* _Task goal_:
Count the lines in the records below that contain the string "stone", and reply with that number alone.

* _Data for processing_:
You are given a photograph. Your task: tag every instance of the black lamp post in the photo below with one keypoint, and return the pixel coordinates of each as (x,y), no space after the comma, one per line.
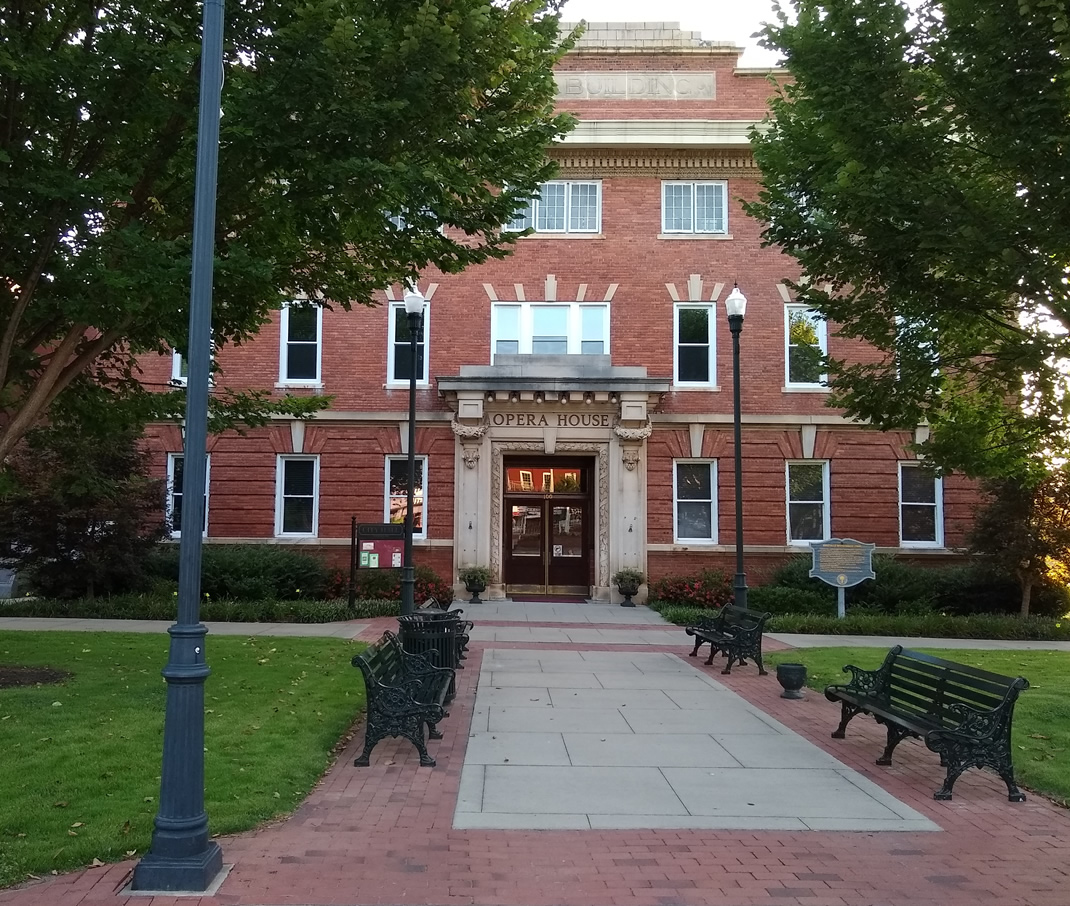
(181,856)
(736,306)
(414,304)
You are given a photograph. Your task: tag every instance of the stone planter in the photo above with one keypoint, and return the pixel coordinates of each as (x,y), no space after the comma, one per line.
(792,678)
(474,588)
(628,588)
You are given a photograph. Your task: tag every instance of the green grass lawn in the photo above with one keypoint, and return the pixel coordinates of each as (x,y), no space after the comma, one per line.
(80,761)
(1041,730)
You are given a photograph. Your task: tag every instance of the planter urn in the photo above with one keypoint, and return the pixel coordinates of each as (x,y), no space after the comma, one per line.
(792,678)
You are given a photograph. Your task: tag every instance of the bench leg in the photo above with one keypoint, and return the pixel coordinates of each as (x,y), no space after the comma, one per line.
(846,712)
(896,735)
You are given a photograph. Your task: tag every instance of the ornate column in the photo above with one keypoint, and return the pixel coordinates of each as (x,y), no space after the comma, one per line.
(471,532)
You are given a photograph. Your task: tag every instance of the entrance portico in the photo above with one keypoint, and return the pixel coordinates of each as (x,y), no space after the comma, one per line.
(550,487)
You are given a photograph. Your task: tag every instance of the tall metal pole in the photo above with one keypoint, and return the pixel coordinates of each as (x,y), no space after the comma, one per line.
(181,856)
(408,576)
(739,584)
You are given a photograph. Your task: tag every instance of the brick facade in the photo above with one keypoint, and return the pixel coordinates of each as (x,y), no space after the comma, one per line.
(630,146)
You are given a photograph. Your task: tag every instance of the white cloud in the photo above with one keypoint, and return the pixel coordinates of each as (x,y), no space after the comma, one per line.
(716,19)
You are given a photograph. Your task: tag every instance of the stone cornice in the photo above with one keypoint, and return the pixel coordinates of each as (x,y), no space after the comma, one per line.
(661,133)
(666,163)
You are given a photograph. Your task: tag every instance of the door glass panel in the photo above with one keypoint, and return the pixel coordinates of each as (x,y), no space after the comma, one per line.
(526,531)
(567,538)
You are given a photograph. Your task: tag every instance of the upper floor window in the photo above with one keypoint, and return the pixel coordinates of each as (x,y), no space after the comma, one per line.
(399,352)
(807,502)
(920,507)
(806,341)
(562,206)
(549,328)
(296,495)
(694,501)
(397,493)
(694,208)
(696,359)
(180,368)
(176,492)
(300,348)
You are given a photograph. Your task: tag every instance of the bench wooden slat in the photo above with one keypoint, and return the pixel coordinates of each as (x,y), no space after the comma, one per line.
(961,712)
(406,693)
(734,631)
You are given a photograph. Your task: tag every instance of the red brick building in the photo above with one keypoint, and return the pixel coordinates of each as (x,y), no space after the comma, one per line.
(575,400)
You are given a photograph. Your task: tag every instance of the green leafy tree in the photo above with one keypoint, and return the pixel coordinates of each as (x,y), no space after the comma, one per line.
(83,512)
(917,168)
(337,117)
(1024,530)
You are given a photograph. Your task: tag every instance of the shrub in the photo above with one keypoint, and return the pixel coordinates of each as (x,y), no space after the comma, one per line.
(250,572)
(709,589)
(777,600)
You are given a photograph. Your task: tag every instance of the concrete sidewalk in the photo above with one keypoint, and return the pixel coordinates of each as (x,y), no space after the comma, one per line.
(609,769)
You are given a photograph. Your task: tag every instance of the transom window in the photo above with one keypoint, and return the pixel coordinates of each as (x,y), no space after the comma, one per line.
(562,206)
(920,507)
(301,334)
(694,501)
(696,351)
(399,353)
(176,492)
(694,208)
(397,493)
(806,341)
(296,495)
(549,328)
(807,502)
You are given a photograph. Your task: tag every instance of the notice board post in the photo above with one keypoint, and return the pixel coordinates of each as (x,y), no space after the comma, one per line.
(842,562)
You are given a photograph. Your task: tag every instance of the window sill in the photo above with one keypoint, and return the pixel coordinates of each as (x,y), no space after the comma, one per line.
(700,236)
(563,236)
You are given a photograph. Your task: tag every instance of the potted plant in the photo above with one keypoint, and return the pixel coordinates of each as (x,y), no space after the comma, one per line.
(475,579)
(627,580)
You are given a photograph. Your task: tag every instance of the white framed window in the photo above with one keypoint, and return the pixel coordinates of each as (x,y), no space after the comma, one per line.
(549,328)
(694,501)
(694,206)
(920,507)
(805,335)
(399,349)
(176,493)
(397,493)
(808,518)
(301,343)
(694,363)
(296,495)
(562,206)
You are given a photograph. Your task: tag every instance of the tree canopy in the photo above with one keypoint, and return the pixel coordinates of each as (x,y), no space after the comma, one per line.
(337,116)
(917,166)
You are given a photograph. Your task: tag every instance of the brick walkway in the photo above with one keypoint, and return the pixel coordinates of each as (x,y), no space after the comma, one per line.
(383,835)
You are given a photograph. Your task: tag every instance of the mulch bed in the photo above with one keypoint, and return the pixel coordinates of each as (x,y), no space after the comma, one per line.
(11,675)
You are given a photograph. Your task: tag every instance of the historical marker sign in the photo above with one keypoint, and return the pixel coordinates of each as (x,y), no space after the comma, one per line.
(842,562)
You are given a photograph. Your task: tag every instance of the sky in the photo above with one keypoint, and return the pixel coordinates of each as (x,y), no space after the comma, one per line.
(716,19)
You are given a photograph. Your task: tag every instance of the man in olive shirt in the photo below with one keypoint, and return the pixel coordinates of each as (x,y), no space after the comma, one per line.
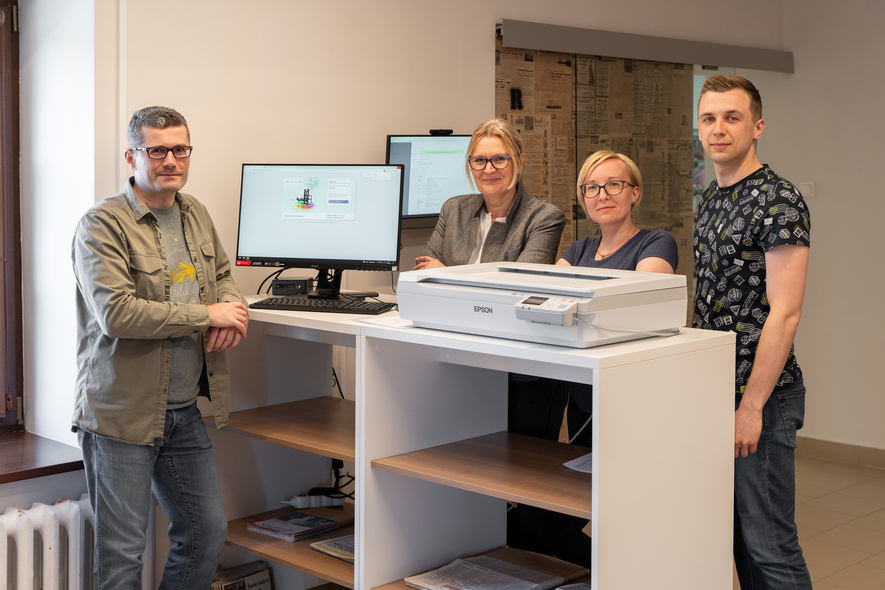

* _Answer for the task_:
2